• DATA PROVIDED:
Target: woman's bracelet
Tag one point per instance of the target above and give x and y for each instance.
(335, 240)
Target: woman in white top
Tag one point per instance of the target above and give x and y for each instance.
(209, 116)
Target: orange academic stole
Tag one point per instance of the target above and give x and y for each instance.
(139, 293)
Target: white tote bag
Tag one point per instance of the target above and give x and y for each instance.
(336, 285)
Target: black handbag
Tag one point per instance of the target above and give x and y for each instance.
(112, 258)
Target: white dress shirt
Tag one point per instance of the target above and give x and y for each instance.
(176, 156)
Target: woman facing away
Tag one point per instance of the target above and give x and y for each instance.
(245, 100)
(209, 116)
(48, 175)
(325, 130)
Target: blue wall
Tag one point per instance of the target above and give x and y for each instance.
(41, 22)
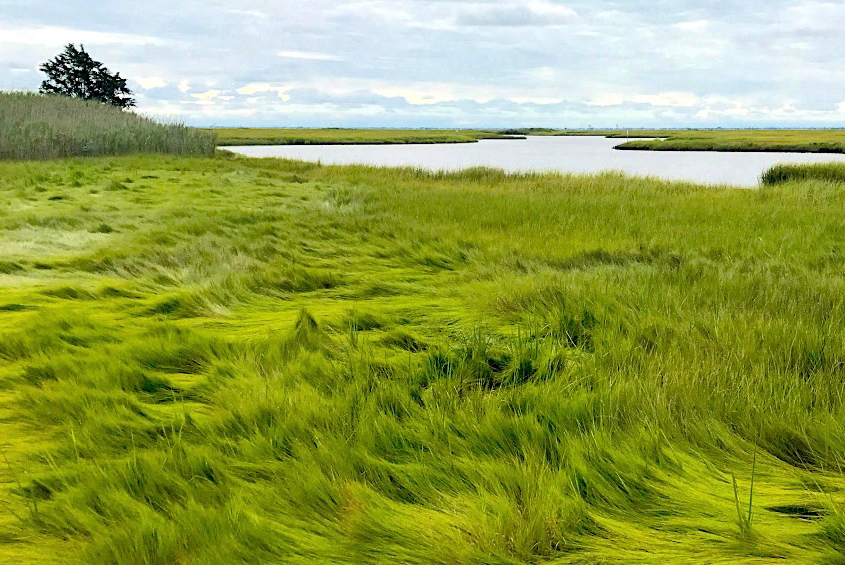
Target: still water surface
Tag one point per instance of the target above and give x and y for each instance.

• YOUR ASSIGNMENT: Above are the records. Print exactly, and only, the lines from the line with "Target: orange academic stole" to the line with "Target: white dress shirt", both inclusive.

• TASK OUTPUT:
Target: orange academic stole
Tag one point per instance of the target above and give x and y for each instance.
(139, 293)
Target: white tote bag
Tag one point per instance of the target above and give x and y for each instance.
(336, 285)
Target: black handbag
Tag one point per instance of the target above and give x and y for each instance.
(112, 258)
Target: white dress shirt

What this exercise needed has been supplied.